> _Document passage_
· · ·
With Bill Belichick and Jim Harbaugh meetings, Falcons set high bar for HC hire
Where does the Falcons‘ job rank among the NFL’s head coach openings?
If you want evidence that Atlanta is high on the list, consider the past 48 hours and two A-list candidates who have interviewed with the Falcons: Bill Belichick and Jim Harbaugh.
One has six Super Bowl rings and needs 15 wins to become the winningest coach in NFL history. The other just won a national championship at Michigan and is contemplating a return to the NFL, where he went 44-19-1 in four years with the 49ers.
When the Falcons said they value head coaching experience in the evaluation process, they weren’t kidding.
“Nobody connected to our organization has anything else but the full commitment to getting us to the next level and getting us to a championship level,” Falcons owner Arthur Blank said last week after moving on from coach Arthur Smith after his third straight 7-10 season. “Getting us to where we have committed to our fan base that we wanted to be, and that’s having an extraordinarily competitive team. So, we’ll do everything we can to invest in that. As always, we’ll put all our resources on the table.”
· · ·
> _Written exercise A_
Translate this sentence from the article about the Falcons' head coach search into Spanish: "When the Falcons said they value head coaching experience in the evaluation process, they weren’t kidding."
· · ·
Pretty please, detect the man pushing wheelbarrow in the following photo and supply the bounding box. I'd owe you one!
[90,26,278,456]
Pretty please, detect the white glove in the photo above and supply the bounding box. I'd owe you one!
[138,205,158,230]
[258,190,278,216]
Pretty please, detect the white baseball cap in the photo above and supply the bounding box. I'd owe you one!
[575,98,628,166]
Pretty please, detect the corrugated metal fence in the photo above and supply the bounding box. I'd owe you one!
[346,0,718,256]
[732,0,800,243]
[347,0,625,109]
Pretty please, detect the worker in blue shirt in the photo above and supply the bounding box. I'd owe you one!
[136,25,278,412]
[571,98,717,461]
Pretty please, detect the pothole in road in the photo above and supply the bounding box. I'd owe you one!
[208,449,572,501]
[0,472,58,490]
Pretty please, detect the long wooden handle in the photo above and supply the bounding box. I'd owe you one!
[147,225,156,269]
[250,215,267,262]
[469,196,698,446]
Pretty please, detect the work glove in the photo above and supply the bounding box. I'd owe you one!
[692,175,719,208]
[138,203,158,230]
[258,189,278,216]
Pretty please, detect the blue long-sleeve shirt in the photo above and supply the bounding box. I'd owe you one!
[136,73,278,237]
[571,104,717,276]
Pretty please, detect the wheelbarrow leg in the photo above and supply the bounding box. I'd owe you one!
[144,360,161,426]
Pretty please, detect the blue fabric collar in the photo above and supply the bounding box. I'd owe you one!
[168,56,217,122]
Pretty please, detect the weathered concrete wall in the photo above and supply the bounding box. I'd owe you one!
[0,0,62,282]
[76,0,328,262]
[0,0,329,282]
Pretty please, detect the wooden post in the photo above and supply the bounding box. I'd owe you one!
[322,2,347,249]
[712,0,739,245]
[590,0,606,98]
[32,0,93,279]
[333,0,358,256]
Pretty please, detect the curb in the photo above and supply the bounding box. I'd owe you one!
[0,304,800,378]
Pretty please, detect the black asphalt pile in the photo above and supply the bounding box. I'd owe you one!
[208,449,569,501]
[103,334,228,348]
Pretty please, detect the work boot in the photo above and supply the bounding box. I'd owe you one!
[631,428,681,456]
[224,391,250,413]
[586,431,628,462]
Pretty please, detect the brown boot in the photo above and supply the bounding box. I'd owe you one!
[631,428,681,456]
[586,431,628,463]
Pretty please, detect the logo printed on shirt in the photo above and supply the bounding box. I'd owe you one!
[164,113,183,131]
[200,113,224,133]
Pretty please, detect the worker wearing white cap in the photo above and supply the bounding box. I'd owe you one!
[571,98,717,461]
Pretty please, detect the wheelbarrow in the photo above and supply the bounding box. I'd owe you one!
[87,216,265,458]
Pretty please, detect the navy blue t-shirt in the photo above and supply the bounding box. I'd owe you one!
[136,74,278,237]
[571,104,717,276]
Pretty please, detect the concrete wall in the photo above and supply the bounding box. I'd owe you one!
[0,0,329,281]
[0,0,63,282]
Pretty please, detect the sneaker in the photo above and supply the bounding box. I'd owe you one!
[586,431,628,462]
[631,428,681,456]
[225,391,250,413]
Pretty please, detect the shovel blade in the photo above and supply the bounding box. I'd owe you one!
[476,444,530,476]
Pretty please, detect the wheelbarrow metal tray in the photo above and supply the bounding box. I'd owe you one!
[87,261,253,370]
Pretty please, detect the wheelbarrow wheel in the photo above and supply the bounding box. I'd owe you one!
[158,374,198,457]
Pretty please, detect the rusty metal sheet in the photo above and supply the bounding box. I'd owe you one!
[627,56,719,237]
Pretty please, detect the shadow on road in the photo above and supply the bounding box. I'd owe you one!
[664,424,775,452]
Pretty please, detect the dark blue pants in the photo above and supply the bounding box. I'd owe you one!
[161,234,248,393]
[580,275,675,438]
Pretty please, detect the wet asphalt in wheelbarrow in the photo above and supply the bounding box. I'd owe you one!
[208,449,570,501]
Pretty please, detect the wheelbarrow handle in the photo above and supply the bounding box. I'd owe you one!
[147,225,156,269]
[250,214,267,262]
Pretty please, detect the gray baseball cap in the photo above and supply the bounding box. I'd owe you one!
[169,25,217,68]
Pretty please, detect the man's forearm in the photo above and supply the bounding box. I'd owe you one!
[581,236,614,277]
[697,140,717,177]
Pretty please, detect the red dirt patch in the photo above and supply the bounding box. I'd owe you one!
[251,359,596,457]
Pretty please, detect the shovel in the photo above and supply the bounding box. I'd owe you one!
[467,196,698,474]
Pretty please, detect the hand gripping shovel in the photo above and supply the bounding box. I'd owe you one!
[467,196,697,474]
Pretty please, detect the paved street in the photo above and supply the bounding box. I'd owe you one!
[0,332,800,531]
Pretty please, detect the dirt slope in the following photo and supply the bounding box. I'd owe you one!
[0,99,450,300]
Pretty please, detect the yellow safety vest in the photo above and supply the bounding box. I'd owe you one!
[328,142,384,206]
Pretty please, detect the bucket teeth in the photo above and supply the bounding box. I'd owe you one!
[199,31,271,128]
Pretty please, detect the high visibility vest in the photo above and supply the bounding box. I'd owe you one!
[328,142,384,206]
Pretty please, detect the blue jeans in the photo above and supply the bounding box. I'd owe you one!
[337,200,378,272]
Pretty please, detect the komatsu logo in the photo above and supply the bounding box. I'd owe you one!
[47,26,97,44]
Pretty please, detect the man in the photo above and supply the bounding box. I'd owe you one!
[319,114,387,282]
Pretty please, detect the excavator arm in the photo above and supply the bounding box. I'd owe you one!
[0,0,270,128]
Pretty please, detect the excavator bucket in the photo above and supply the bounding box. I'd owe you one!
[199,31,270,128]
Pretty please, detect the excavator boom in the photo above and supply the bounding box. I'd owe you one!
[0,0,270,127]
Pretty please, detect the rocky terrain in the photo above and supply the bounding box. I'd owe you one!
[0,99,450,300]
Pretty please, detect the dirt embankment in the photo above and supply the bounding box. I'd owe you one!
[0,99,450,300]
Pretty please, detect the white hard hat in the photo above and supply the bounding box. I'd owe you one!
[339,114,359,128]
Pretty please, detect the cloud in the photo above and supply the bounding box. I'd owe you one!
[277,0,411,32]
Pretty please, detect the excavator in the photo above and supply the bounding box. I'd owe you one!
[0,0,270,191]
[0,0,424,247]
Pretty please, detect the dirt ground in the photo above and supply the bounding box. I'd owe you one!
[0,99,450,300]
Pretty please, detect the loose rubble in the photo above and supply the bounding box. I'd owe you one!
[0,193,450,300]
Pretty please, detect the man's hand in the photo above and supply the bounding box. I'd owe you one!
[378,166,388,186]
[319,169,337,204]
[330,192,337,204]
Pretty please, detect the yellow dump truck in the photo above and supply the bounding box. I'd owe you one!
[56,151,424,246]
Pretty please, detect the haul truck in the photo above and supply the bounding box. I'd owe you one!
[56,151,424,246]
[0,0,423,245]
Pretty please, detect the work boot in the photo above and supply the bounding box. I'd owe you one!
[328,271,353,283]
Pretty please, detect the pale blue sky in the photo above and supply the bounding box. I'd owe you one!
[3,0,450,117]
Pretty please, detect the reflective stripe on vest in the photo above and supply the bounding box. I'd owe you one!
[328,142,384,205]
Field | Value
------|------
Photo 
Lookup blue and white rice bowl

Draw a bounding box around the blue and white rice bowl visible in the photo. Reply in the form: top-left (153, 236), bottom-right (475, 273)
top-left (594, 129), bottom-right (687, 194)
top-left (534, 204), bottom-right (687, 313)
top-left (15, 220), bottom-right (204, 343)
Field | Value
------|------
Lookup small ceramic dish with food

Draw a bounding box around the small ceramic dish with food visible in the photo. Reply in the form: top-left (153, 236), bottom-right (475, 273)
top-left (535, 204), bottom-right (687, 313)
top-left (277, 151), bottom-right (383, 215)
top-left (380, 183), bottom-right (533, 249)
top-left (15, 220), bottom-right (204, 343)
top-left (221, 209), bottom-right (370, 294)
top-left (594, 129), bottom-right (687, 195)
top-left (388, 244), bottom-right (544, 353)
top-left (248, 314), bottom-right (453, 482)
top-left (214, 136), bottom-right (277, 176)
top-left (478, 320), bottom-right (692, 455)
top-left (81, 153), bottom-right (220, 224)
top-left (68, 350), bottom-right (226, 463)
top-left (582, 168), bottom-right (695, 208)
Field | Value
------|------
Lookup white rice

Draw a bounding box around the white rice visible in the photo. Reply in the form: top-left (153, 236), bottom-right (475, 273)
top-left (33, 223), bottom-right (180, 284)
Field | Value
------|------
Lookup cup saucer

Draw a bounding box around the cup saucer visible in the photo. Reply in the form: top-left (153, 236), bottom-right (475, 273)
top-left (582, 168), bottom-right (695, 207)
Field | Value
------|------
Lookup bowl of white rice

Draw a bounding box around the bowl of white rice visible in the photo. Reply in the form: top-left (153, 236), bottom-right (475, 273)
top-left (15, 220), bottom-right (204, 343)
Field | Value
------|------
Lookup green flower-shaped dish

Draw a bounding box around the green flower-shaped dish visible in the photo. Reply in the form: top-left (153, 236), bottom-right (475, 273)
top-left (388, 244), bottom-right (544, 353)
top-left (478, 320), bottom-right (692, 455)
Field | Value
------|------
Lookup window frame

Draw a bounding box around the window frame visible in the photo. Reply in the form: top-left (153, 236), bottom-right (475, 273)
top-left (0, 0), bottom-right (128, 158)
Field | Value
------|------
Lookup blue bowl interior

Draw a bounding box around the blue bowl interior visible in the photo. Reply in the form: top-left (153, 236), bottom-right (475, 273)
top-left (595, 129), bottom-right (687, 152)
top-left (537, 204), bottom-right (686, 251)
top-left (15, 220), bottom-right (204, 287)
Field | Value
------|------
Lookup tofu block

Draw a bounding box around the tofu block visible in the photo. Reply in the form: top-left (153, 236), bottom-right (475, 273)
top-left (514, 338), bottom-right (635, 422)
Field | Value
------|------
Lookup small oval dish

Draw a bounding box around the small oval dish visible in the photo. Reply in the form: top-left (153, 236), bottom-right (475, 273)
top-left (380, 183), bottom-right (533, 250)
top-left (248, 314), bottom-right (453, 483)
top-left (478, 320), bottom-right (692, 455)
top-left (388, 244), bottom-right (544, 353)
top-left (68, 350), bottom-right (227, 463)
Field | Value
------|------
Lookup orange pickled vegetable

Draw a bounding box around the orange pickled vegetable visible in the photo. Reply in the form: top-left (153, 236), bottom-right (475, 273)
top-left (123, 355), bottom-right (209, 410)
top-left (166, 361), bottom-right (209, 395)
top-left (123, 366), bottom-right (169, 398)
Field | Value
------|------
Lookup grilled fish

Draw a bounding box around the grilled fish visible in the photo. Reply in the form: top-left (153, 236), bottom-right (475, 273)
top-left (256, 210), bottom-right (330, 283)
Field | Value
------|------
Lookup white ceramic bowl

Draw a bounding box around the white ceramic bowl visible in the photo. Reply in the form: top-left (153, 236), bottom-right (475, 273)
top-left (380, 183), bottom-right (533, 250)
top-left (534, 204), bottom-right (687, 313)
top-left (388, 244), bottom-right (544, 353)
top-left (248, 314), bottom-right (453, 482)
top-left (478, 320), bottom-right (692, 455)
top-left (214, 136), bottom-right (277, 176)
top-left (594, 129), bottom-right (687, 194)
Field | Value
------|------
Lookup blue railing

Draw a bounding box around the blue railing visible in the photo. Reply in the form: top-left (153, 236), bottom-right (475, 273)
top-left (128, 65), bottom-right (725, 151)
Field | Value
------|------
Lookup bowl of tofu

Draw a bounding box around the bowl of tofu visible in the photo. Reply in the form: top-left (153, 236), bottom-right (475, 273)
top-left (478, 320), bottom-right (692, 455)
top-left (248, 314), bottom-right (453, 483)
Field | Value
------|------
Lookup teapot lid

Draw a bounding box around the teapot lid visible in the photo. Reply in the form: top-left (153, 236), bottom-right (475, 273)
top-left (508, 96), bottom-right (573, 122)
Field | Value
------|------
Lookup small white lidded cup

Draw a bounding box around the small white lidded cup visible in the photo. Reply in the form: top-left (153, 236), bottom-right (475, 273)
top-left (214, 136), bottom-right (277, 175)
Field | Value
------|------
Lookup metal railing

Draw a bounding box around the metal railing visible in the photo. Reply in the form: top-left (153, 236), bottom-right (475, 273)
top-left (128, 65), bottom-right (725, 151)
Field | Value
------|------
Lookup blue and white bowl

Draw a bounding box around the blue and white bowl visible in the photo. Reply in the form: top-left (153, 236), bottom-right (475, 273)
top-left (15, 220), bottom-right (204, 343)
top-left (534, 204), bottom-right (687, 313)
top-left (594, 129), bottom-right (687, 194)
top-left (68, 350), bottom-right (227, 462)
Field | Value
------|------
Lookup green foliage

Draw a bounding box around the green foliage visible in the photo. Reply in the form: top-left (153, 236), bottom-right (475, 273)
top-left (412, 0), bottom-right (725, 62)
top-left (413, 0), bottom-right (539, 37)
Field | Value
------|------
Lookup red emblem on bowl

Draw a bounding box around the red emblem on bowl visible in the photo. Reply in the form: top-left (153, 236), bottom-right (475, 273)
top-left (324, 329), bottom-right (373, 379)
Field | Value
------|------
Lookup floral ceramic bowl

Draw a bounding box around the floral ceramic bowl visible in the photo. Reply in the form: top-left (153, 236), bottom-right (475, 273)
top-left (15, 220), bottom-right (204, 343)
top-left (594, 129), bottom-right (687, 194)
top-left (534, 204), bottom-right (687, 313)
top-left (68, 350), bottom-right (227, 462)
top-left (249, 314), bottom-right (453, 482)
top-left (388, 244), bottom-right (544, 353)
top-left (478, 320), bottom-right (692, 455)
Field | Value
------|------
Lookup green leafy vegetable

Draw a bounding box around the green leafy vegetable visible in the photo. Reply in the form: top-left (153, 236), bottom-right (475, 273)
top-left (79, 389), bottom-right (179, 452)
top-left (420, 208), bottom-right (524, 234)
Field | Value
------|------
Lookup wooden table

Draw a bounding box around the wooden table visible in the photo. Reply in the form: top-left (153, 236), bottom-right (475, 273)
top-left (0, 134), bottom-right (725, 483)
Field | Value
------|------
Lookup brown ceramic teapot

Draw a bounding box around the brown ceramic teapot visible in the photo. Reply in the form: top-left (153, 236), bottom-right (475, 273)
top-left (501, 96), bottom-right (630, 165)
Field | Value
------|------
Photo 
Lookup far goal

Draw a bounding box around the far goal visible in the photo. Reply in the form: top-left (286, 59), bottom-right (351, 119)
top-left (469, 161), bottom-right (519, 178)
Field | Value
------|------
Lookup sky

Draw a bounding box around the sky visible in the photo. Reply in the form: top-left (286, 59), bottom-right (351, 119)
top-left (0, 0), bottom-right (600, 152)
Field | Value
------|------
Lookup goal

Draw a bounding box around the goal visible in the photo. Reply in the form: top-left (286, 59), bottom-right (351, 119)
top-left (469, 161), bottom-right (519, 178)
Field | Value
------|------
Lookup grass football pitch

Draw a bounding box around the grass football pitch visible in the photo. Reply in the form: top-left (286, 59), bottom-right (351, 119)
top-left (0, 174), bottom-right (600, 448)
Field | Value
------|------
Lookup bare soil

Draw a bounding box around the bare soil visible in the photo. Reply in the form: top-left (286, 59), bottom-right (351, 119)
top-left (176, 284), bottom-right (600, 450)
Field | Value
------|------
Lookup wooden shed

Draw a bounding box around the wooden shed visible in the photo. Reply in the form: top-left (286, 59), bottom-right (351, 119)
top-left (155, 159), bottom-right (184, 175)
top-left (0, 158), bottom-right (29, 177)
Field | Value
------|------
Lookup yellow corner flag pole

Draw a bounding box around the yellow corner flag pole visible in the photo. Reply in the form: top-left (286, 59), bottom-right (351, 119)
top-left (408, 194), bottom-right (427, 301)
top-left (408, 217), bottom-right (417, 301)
· · ·
> _Written exercise B_
Copy the records again word for word, from their first line up to and including the line with "[347,0,625,109]".

> _Solution A_
Cuando los Falcons dijeron que valoran la experiencia como entrenador en jefe en el proceso de evaluación, no estaban bromeando.

> _Solution B_
Pretty please, detect the man pushing wheelbarrow in the following photo and supply the bounding box. I'd owe you one!
[90,26,278,456]
Pretty please, detect the white glove in the photo above and supply the bounding box. I'd owe you one!
[138,205,158,230]
[258,190,278,216]
Pretty please, detect the white baseball cap in the photo above and supply the bounding box. I'd owe you one!
[575,98,628,166]
Pretty please, detect the corrugated metal fence in the photo above and supply the bounding box. I'd owe you one!
[346,0,718,256]
[732,0,800,243]
[347,0,625,109]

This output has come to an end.